[TO BE DONE]
Rescale part of the items below. Begin at the line that has "Where can the tree", stop after the line that has "(1109, 470)", and write those lines out again, requests included, with every coordinate in the answers multiplied by 1.55 and rounded to a whole number, halves going up.

++++++++++

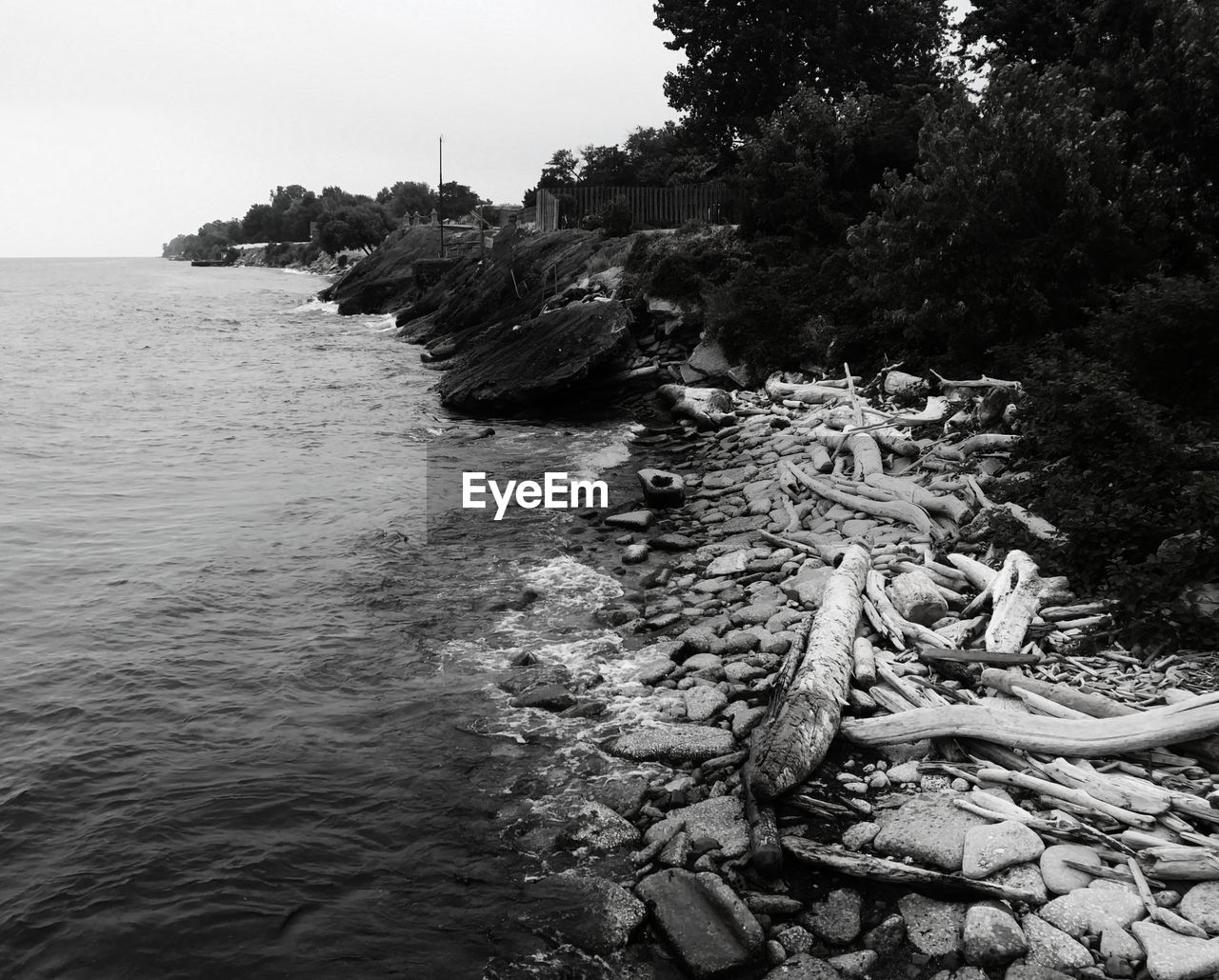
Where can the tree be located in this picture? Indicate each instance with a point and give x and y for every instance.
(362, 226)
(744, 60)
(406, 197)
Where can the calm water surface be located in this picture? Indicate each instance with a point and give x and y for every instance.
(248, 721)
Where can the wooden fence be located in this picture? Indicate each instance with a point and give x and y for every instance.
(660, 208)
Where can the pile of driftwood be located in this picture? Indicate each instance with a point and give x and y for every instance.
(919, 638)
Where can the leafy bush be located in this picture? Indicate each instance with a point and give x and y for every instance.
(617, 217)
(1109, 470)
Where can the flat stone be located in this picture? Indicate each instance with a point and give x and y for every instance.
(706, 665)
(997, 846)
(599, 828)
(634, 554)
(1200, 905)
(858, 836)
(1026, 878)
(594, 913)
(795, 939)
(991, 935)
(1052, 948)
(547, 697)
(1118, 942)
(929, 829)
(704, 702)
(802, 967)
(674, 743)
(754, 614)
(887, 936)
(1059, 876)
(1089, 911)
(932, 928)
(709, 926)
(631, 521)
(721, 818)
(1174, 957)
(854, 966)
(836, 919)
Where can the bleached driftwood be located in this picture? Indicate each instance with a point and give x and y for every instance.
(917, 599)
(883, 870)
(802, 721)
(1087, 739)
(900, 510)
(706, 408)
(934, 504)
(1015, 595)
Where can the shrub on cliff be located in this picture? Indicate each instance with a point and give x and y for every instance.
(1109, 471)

++++++++++

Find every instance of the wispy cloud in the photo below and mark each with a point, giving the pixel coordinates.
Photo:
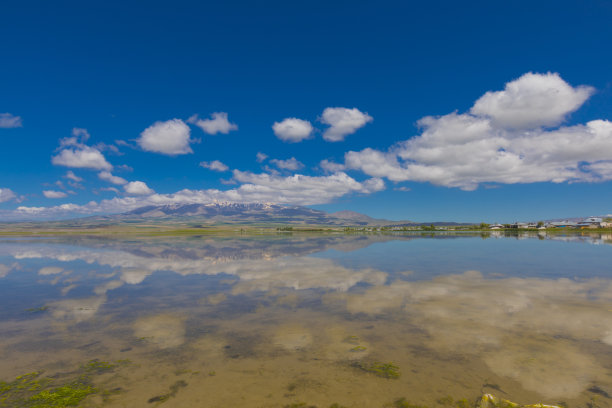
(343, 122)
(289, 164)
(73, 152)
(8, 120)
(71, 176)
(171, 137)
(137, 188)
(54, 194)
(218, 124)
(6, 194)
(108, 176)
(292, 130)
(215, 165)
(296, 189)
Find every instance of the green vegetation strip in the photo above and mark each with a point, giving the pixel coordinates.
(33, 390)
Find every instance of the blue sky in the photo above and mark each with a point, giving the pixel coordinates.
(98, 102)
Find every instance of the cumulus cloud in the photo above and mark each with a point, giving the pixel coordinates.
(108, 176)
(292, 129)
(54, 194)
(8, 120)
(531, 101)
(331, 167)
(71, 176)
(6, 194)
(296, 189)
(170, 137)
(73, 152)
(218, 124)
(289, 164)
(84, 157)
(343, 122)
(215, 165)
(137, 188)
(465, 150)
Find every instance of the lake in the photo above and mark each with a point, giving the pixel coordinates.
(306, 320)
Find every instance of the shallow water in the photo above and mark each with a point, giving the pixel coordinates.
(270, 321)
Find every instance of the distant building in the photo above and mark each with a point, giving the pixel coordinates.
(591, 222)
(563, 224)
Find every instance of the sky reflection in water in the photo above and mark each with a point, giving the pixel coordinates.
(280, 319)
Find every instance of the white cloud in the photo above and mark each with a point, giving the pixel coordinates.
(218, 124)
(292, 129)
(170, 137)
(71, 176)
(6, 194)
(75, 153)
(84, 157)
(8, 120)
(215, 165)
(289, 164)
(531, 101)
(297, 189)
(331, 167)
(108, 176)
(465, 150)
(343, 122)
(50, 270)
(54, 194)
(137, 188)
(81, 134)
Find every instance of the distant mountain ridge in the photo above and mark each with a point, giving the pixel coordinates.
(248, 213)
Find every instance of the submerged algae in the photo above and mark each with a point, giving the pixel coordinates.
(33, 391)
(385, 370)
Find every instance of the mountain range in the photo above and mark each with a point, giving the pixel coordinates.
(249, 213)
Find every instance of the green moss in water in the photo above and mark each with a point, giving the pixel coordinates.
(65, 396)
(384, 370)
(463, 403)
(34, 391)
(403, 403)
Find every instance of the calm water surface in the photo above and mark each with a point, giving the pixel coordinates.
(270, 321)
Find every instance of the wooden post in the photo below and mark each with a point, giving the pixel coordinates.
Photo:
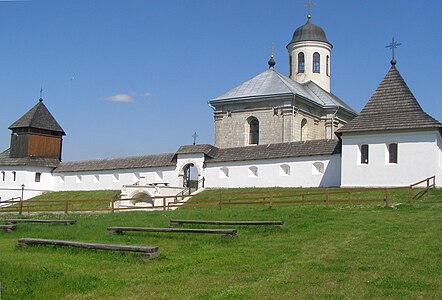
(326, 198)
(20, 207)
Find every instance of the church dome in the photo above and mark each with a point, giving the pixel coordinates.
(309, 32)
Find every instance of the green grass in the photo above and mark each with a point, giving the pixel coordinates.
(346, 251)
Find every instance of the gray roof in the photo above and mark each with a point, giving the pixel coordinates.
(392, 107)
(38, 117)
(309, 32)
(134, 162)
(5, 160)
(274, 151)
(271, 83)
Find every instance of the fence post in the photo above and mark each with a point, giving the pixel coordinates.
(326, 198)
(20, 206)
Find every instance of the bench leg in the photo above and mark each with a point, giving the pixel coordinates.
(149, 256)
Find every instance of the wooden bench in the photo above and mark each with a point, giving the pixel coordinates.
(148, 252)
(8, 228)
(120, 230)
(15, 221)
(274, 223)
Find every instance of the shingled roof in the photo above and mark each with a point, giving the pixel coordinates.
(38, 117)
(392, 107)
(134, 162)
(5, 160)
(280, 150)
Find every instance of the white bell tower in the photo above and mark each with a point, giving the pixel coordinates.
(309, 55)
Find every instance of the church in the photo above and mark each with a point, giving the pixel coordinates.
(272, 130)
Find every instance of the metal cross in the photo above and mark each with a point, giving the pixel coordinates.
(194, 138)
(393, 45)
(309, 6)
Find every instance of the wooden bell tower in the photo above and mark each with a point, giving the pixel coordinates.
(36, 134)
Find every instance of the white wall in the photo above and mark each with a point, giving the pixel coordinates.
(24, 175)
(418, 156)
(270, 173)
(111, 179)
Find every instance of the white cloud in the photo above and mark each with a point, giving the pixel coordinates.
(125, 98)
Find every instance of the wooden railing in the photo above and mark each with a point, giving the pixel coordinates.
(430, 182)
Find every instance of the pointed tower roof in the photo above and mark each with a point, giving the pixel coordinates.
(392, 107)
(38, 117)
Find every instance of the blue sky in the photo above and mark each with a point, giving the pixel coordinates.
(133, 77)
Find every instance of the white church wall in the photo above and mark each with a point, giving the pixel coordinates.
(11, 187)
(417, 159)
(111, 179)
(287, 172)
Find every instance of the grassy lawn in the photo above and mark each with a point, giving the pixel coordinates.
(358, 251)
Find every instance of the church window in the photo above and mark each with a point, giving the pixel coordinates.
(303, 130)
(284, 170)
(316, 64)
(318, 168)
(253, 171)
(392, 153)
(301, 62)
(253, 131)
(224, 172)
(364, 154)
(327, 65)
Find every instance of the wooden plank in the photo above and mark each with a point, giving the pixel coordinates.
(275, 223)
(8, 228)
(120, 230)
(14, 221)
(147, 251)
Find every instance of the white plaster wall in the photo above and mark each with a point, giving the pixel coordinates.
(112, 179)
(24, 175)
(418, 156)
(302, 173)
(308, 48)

++++++++++

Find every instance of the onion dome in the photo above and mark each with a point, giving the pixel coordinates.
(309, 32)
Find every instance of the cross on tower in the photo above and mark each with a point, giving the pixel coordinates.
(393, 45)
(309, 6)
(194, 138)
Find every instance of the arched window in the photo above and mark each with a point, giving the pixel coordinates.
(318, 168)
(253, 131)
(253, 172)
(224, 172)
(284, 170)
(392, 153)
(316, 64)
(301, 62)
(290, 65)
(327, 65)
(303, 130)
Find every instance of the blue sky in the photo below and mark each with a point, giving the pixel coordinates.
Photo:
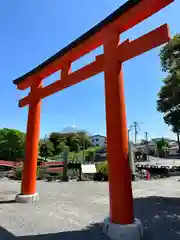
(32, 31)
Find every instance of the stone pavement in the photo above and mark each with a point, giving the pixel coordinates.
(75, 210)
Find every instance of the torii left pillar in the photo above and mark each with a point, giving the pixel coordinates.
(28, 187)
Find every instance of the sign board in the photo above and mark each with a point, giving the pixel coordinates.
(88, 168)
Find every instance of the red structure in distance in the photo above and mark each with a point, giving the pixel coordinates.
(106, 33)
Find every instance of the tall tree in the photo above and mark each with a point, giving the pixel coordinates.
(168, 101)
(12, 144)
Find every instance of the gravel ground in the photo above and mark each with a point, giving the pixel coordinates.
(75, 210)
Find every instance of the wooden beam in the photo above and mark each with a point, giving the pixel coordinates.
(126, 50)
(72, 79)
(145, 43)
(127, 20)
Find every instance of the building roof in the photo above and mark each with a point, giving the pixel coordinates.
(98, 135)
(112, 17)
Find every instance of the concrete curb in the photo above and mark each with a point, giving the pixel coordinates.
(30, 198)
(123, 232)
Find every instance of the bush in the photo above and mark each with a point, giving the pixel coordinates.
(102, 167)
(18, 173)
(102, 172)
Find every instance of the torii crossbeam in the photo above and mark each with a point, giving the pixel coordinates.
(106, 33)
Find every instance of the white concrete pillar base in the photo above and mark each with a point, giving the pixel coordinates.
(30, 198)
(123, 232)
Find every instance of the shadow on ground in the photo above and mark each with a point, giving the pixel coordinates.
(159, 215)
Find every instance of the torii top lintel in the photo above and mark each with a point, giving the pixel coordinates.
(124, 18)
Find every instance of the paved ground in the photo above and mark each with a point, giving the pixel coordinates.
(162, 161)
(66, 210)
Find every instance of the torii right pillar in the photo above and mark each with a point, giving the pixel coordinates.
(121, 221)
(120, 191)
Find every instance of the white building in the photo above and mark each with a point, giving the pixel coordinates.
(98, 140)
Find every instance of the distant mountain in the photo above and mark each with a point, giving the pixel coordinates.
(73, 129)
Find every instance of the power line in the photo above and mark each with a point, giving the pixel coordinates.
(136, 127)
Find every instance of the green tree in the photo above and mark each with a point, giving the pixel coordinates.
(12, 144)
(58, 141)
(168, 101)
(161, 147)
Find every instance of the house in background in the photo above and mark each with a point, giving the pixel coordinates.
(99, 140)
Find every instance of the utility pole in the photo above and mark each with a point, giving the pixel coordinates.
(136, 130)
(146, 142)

++++++++++

[RESPONSE]
Where can the tree be located in this picture? Indicate each instance with a point and give x and y for every instance.
(561, 350)
(1153, 93)
(629, 305)
Where can the calm water surface be located in this picture? Indicate each instance with a point and give x and y for every instance.
(384, 1118)
Where can the wooden fence be located in this picture? Indicate each instance with a point and give x and y for every instance.
(1023, 322)
Where can the pile of driftwood be located in this picture? Indicate each instance with a point and give x and y for every instance.
(1424, 989)
Where can the leafy bush be located in this picture? Indicate each instance with a point and give x and y for every instance.
(956, 336)
(1719, 729)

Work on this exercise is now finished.